:: DATASET EXTRACT

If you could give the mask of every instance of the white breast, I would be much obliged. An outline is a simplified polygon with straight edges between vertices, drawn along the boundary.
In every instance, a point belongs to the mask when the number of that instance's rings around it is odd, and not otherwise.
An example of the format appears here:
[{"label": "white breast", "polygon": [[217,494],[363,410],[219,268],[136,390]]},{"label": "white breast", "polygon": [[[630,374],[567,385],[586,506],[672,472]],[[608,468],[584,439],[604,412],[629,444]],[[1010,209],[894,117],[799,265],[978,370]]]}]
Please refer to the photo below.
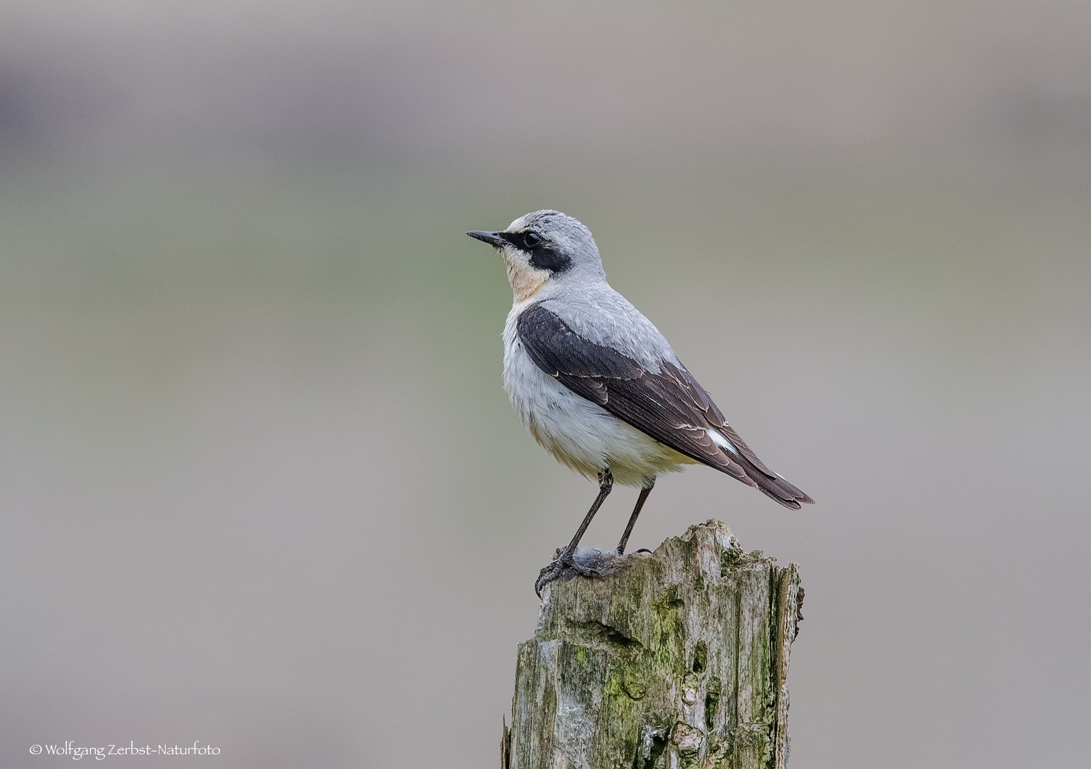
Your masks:
[{"label": "white breast", "polygon": [[588,478],[609,467],[614,480],[624,485],[640,485],[645,478],[693,464],[539,369],[516,333],[525,307],[513,307],[504,325],[504,389],[542,447]]}]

::::

**EXERCISE AIM**
Copy every entry above word for word, leaving out the pictures.

**TASK RESULT**
If you could give the mask of every instance of the white breast, I would be much obliged. An outline is a simplified polygon with straight edges between vertices, drawn along the boundary.
In every instance, a point belongs to the mask when the number of that instance's rings around it is odd, and not otherwise.
An example of the format appears here:
[{"label": "white breast", "polygon": [[217,494],[363,410],[219,268],[136,390]]},{"label": "white breast", "polygon": [[[630,374],[567,385],[586,506],[672,472]],[[608,468],[584,439],[604,412],[629,444]],[[1010,209],[894,117],[799,265],[978,370]]]}]
Please refer to the photo below.
Your masks:
[{"label": "white breast", "polygon": [[588,478],[609,467],[614,480],[624,485],[640,485],[645,478],[693,464],[539,369],[516,333],[525,307],[513,307],[504,325],[504,389],[542,447]]}]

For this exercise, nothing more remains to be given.